>> START
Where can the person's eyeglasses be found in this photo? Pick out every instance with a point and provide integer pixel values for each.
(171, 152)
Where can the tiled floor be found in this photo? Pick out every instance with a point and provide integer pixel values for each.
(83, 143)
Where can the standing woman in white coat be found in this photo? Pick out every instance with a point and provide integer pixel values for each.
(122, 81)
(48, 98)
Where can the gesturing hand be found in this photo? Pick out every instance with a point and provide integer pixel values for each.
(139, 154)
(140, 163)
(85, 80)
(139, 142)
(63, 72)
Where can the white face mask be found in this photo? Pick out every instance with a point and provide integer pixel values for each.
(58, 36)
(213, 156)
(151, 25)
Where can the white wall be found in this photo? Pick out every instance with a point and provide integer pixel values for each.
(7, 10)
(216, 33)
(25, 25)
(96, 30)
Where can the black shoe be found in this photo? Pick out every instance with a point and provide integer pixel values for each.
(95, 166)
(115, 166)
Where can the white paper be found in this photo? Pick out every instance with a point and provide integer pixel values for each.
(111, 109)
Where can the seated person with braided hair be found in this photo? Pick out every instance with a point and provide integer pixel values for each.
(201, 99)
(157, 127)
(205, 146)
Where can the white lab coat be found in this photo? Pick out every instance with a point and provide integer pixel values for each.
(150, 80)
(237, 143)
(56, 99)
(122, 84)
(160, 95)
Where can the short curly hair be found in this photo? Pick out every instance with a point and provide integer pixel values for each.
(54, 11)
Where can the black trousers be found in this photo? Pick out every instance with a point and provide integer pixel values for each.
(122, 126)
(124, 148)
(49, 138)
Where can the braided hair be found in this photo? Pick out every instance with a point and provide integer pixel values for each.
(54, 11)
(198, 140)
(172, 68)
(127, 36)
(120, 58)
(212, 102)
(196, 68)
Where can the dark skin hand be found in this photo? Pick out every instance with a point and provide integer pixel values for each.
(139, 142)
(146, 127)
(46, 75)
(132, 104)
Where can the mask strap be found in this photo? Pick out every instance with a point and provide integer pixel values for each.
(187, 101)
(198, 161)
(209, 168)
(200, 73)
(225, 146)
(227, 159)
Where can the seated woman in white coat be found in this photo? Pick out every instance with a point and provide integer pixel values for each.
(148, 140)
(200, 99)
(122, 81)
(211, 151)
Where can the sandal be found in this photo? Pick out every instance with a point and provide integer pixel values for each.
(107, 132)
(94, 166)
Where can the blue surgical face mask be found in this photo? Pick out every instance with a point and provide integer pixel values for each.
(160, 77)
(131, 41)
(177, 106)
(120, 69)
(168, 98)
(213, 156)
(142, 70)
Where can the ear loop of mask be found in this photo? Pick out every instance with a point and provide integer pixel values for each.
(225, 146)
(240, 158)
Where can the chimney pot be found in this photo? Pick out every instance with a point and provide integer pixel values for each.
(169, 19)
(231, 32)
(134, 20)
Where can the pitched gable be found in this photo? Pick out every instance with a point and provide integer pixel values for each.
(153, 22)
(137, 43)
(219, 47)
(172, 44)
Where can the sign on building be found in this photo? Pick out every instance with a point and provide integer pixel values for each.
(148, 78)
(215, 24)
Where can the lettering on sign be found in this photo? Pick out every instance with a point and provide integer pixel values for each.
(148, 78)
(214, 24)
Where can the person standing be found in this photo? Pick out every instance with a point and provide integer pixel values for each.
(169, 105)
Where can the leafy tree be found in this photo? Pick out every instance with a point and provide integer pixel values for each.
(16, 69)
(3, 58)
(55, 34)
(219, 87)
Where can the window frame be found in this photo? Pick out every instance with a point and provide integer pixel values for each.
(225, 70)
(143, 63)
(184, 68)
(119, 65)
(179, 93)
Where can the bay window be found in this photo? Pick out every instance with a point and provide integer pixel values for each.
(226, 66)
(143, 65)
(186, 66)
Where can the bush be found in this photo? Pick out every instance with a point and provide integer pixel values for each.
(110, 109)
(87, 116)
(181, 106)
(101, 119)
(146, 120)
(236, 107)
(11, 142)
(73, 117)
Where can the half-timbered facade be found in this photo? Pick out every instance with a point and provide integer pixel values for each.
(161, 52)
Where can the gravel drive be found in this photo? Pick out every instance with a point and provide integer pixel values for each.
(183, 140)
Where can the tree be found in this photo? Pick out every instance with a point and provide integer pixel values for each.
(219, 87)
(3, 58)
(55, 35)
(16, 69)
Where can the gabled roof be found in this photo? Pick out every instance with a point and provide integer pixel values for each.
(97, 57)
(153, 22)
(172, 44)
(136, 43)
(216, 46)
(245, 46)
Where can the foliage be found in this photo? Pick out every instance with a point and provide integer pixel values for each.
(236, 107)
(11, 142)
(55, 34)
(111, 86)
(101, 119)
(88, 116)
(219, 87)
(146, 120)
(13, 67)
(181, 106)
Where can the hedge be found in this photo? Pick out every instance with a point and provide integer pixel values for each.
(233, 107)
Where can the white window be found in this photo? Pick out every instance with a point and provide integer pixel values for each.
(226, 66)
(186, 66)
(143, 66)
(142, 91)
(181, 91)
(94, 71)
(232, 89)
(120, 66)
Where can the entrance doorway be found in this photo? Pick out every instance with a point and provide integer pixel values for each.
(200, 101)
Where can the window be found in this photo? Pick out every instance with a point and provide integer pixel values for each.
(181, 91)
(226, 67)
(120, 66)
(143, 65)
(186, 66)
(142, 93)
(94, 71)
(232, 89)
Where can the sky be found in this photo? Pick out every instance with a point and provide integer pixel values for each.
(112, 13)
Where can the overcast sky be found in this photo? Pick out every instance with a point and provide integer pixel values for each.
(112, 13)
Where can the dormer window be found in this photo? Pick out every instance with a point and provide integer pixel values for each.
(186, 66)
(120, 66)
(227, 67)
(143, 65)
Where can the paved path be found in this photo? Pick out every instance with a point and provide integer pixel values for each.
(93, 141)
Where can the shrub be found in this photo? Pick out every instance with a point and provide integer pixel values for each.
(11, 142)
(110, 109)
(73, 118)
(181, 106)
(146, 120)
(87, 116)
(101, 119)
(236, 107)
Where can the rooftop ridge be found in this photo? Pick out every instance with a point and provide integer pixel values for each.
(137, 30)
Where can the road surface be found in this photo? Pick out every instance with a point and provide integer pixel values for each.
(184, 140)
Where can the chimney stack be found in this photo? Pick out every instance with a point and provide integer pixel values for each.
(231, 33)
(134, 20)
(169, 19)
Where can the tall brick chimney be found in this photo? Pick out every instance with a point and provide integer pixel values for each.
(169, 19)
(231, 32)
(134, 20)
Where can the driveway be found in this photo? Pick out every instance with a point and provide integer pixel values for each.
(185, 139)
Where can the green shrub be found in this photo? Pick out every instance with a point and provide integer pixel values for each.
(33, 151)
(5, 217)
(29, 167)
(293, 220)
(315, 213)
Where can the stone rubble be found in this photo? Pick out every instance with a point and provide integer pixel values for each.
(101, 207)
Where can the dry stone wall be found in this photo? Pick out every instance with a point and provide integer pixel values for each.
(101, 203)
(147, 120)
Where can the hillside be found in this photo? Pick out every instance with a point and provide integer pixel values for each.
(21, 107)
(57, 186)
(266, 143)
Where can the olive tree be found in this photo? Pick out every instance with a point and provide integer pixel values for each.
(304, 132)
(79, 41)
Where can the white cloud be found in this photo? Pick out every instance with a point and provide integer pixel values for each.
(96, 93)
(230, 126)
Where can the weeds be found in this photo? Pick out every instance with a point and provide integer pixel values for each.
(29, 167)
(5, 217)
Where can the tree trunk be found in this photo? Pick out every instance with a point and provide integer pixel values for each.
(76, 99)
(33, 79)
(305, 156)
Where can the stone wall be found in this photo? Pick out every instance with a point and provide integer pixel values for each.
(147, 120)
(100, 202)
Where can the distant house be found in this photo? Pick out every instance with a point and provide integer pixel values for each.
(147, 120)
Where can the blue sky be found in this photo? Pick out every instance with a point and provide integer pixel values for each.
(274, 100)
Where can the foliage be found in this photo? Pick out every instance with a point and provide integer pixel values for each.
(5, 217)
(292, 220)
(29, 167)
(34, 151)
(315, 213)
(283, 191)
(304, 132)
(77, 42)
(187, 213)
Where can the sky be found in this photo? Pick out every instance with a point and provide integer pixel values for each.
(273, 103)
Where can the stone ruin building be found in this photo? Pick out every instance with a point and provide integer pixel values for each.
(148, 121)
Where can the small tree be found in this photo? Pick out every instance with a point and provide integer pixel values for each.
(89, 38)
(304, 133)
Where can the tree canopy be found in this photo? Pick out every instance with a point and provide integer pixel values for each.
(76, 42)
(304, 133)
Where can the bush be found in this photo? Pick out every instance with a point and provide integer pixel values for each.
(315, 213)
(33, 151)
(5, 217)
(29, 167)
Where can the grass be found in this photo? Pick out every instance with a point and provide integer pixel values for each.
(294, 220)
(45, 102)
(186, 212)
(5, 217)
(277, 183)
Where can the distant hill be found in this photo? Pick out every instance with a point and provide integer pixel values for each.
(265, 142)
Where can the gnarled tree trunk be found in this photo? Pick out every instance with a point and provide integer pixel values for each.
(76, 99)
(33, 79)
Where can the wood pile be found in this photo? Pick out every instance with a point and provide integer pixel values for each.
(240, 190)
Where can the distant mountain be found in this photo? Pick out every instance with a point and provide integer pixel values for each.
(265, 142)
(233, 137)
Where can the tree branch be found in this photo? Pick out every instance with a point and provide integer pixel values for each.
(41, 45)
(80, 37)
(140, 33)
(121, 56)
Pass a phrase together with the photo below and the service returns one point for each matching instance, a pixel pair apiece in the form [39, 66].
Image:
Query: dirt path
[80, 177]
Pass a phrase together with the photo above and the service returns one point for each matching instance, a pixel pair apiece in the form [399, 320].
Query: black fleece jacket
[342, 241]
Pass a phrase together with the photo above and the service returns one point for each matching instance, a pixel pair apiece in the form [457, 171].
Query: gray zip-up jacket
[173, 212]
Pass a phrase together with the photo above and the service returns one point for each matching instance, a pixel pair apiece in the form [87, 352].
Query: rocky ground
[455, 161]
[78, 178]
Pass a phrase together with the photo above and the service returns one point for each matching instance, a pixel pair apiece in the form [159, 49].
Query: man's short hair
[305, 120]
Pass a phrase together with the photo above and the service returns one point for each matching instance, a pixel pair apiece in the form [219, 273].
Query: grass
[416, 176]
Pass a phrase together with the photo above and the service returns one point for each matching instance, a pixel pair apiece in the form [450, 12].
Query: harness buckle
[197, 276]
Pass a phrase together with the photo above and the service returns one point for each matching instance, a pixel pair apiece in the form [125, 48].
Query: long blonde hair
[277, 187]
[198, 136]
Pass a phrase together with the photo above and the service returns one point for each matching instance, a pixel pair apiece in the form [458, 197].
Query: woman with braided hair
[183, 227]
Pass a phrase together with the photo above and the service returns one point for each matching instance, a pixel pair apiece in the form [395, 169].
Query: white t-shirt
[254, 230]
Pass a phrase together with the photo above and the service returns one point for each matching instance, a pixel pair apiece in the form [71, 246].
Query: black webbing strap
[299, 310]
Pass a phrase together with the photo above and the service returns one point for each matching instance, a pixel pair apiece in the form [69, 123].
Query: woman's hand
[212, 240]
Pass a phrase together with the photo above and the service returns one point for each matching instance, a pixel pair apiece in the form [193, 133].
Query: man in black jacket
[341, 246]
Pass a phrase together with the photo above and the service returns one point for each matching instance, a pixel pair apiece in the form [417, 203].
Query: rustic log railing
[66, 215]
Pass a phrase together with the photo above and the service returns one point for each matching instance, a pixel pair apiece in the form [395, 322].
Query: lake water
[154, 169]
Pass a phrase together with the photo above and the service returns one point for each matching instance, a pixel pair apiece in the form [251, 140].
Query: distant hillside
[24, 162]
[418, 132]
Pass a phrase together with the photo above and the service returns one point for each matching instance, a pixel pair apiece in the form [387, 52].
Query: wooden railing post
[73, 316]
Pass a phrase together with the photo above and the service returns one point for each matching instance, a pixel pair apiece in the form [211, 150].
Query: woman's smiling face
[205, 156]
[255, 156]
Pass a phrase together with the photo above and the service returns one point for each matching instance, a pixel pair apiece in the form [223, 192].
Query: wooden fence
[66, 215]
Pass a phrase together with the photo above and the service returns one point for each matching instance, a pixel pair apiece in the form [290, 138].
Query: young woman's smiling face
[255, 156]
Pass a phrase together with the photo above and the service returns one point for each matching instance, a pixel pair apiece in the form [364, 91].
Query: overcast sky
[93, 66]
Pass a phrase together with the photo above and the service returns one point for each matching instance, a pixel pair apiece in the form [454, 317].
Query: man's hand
>> END
**JOB**: Starting at the line that contains "form [193, 133].", quote each remaining line of the entries above, unchanged.

**RESPONSE TO THIS EXERCISE**:
Pass a phrase together with the photo above and the service returns one point for each matching instance, a pixel pair apiece in the form [193, 133].
Query: man in black jacket
[341, 246]
Pass a phrase together with the photo above and the service returns one point for each matching instance, a pixel pair apiece in the form [417, 203].
Query: rustic log railing
[66, 215]
Pass a phrase together with the photo above and the service returns one point for each matching instance, a pixel pair apiece in the form [395, 322].
Query: lake water
[154, 169]
Pass a phrase together with the photo above and the service returns one point for each matching instance, a pixel pair apiece in the form [251, 140].
Query: distant hillside
[24, 162]
[418, 132]
Pass a phrase together with the photo above and the service returns one point for each matching instance, a pixel pair apiece in the form [387, 52].
Query: wooden railing post
[73, 316]
Pass a phrase together with the photo above and the service returns one point for each matching instance, a pixel pair apiece in the form [211, 150].
Query: woman's smiling face
[205, 156]
[255, 156]
Pass a phrase together with the photo above and the service returns one point for each matching instance, a pixel pair apiece in the form [223, 192].
Query: wooden fence
[66, 215]
Pass a phrase together with the photo above and the service returns one point for each matching instance, a pixel pair apiece in the form [290, 138].
Query: young woman's smiling face
[255, 156]
Pass a phrase together with the photo above and the service returns one point for each matching instance, a pixel pair apiece in the form [364, 91].
Query: overcast sky
[93, 66]
Pass a phrase together with the photo above and the service returns one point for each matching instance, a pixel pair apiece in the form [454, 317].
Query: man's hand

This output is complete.